30 Eylül 2011 Cuma

Konuşmak insanı uzaklaştırır

Sıkıntıların konuşarak azaldığı sevincin paylaşarak çoğaldığı metropol yalanlarının en hakikisidir.
Metropol gerçekleri vardır...
İnsanlık küçük bir kasabayı aştığında, aldığın ekmek Hüseyin amca'dan çıkıp 'dokunmadan alınız' boyutuna geçtiğinde  siz de bu gerçeğin gizli öznesi olmuşsunuzdur bile.. Şöyle düşünün..Küçük bir kasabada bakkal amcana (Hüseyin olsun misal) anlattığın dert; tahta taburede şekillenir, rengi solmuş bisküvi paketleri manzarasında demli bir çayda savrulurken ''dertlerle de yaşanırmış be'' sonucuna varılır.Bunun yanında adım başı karşımıza çıkan marketlerde ekmeği bile maşayla alıp market ortasına tabure çekip dertleşmeye kalktığında olayın geleceği boyutu düşünün..Çekilsene yoldan deli ! A aaa manyak mı ne orta yere oturmuş!, Derdi olmayan mı var be kardeşim, benim çilem senden çok! naralarıyle sıkıntınız 5e katlanmış dönersiz evinize..

*Yapılacak İş:* Yazıda küçük kasabadaki bakkal amcaya örnek olarak hangi ad verilir? Öğelerin bu işle hiçbir ilgisi yoktur.

*Verilen Bilgiler:*
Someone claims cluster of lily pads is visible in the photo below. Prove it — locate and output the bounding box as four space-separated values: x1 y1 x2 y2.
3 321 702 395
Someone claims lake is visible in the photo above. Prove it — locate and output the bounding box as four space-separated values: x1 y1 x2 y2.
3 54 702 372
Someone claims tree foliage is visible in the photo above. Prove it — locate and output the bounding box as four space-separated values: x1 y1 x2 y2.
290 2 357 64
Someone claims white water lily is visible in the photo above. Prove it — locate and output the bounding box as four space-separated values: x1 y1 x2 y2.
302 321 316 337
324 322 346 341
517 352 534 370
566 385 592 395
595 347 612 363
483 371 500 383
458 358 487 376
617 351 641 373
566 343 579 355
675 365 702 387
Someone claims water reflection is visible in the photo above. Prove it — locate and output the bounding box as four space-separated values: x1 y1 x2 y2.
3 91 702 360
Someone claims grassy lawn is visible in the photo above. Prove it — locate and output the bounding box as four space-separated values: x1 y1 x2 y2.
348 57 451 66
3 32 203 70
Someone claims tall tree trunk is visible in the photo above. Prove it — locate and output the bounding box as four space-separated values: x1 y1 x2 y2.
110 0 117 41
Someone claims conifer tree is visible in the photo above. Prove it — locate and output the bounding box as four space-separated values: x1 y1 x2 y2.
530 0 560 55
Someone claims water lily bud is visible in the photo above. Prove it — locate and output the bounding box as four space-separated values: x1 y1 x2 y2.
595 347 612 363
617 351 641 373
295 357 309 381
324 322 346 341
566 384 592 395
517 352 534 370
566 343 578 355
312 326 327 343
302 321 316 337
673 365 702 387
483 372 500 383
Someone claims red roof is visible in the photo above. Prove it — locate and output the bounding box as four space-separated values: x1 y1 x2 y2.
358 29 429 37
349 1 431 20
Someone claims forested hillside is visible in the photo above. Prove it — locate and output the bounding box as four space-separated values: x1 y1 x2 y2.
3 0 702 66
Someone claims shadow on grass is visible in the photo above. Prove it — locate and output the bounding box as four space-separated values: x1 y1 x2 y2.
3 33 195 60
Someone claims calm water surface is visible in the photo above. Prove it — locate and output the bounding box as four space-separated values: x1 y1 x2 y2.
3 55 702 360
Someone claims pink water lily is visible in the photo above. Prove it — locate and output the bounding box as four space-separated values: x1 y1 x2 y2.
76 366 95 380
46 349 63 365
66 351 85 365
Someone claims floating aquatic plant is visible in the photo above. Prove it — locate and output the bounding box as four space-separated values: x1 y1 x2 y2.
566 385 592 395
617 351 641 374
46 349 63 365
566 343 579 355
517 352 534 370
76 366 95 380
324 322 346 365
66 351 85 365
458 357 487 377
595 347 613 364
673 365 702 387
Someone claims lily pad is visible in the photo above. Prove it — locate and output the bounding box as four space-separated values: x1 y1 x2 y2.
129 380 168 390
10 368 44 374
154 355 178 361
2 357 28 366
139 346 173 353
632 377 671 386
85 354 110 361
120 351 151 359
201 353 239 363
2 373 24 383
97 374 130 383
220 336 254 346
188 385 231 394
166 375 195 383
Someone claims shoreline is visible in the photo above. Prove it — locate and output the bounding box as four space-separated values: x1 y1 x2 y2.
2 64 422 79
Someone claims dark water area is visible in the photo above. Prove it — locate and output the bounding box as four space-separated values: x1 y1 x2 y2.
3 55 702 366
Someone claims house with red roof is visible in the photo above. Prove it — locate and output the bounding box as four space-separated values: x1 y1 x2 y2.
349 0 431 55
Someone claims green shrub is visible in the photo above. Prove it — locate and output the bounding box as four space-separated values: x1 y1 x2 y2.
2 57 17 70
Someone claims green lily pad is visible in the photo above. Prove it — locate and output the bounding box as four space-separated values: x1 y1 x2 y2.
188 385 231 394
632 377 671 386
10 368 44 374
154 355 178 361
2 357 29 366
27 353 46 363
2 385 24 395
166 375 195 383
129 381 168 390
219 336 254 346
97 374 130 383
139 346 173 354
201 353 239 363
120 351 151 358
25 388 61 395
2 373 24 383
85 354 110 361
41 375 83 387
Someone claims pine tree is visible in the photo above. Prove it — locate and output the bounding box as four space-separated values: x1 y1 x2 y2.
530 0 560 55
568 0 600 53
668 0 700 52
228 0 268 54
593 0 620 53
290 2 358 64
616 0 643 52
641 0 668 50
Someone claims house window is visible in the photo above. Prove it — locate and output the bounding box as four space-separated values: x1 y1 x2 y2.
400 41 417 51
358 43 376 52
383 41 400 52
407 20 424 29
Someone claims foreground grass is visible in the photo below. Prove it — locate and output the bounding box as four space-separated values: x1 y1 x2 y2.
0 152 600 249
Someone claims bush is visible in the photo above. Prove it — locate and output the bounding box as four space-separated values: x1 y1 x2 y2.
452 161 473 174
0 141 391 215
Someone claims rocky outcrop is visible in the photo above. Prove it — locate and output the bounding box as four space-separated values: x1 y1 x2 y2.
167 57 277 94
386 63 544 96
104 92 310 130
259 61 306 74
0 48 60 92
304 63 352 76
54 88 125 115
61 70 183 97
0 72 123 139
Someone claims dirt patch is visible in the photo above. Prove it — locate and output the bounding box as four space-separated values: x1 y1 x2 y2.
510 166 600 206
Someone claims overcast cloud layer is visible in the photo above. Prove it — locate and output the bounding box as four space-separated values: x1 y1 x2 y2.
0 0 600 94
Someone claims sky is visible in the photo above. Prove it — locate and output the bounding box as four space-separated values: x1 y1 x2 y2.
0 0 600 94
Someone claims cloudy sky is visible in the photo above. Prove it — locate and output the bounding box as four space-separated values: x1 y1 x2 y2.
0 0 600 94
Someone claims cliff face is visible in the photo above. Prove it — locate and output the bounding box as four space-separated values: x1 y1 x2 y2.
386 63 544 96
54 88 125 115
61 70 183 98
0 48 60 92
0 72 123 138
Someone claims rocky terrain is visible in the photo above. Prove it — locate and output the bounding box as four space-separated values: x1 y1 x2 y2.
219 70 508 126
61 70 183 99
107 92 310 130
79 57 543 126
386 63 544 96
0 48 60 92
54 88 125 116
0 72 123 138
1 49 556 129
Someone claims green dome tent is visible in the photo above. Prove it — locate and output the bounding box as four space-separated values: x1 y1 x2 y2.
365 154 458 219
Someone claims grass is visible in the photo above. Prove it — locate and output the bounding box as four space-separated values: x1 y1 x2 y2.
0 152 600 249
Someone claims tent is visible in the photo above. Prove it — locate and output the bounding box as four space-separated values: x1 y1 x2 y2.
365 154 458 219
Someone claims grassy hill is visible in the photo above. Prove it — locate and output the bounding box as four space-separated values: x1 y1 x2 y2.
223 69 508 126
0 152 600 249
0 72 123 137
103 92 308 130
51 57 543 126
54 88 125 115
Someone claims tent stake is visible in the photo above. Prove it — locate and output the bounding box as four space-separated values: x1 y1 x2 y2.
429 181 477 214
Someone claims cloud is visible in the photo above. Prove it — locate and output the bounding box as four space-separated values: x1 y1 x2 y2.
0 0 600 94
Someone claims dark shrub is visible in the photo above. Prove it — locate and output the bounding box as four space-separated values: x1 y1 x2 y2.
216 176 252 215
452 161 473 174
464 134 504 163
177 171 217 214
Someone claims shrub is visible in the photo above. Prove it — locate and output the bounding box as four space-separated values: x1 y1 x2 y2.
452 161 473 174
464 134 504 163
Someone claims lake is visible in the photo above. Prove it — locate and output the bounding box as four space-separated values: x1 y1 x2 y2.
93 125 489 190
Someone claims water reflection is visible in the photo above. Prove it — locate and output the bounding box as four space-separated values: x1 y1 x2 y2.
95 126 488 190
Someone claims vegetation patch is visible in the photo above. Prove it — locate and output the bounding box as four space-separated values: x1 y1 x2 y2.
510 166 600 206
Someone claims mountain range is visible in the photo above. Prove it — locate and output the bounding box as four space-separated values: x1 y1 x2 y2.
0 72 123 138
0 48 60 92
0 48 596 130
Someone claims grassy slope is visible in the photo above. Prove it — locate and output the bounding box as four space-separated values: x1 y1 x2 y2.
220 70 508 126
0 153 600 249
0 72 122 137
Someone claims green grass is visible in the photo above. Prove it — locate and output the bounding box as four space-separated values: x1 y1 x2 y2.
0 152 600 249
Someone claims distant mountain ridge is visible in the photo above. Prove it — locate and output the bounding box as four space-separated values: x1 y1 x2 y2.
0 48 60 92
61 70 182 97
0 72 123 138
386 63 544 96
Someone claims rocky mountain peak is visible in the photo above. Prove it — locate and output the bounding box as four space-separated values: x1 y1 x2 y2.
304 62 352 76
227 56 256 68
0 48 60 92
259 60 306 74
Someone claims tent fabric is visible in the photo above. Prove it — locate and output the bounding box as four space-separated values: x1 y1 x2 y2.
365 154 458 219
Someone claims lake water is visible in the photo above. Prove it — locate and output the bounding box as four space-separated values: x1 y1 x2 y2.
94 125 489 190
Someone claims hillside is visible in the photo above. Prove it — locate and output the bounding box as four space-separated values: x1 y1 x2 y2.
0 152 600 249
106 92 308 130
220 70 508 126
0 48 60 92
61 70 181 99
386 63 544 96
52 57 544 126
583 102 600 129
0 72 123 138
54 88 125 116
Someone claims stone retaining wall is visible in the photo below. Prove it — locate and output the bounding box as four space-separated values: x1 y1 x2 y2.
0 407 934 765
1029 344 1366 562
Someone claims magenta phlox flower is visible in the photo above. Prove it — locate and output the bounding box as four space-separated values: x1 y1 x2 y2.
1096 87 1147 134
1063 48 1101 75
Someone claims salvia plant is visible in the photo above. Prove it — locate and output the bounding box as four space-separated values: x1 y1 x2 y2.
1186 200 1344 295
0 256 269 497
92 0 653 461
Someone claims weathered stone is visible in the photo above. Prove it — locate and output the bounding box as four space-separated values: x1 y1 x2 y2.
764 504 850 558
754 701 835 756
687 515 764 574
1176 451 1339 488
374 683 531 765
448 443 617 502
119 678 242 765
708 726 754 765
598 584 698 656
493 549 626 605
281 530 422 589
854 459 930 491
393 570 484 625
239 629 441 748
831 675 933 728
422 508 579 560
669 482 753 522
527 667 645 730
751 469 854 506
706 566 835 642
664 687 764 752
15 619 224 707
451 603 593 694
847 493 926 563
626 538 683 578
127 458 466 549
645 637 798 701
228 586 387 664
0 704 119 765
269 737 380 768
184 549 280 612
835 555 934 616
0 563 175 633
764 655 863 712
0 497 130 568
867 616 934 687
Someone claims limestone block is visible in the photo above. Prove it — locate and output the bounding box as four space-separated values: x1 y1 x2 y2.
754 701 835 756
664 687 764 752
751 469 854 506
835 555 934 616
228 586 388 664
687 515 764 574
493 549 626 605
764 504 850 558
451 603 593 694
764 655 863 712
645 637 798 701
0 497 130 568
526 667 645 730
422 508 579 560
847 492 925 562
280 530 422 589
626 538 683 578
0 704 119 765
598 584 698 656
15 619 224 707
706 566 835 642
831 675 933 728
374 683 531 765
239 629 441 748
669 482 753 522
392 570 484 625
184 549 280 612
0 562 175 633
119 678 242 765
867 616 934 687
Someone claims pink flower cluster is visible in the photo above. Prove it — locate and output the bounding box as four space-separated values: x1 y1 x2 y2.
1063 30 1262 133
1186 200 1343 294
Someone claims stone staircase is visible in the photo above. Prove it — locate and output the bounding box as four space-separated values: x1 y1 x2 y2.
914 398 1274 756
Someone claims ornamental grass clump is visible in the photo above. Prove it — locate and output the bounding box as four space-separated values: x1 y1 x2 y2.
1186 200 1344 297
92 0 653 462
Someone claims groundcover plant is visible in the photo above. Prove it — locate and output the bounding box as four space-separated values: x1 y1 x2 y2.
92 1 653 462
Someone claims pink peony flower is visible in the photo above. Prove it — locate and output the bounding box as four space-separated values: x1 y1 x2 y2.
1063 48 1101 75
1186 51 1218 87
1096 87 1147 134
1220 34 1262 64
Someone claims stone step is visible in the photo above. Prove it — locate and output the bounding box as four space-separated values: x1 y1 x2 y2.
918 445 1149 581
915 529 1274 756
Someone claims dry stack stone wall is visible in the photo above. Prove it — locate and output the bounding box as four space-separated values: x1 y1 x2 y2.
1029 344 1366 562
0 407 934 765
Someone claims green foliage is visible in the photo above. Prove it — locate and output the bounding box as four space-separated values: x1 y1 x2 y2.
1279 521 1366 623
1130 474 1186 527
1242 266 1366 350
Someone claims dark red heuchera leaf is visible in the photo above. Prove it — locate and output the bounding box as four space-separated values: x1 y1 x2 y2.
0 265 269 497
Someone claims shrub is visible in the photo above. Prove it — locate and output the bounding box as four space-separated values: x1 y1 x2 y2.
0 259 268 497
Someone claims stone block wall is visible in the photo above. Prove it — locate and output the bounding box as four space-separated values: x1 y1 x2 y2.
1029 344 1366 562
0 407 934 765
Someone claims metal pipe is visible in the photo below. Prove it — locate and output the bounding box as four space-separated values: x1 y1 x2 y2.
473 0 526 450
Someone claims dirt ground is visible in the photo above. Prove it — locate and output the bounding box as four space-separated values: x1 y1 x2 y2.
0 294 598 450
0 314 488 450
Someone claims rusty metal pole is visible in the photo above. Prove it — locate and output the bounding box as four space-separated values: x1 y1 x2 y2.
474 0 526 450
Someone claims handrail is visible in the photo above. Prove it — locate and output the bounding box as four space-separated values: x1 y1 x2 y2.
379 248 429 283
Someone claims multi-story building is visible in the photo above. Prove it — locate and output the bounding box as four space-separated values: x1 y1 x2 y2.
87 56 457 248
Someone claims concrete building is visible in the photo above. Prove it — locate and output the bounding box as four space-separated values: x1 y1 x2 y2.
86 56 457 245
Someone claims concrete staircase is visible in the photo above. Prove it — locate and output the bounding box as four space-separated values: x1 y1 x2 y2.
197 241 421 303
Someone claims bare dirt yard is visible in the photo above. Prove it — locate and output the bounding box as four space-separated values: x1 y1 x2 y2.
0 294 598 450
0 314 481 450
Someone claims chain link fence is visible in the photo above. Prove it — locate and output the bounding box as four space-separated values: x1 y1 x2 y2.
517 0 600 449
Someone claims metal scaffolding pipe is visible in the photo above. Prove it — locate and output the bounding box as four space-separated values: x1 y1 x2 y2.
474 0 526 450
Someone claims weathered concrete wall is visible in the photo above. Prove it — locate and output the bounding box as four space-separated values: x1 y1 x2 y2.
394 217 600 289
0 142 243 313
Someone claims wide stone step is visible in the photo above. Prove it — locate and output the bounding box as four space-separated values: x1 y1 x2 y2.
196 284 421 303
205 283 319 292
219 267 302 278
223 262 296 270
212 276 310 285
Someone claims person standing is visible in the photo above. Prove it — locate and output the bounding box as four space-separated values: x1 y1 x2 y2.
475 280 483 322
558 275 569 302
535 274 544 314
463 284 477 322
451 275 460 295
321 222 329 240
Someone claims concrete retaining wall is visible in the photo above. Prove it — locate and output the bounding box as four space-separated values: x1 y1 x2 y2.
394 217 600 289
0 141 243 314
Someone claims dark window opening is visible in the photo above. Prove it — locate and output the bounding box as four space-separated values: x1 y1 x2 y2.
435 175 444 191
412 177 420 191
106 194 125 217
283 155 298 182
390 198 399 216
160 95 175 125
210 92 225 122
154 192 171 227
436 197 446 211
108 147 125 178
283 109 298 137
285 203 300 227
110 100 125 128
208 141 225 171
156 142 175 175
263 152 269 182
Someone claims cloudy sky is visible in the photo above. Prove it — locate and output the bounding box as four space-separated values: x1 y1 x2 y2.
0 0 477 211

*Alıştırma Sonucu:* Hüseyin.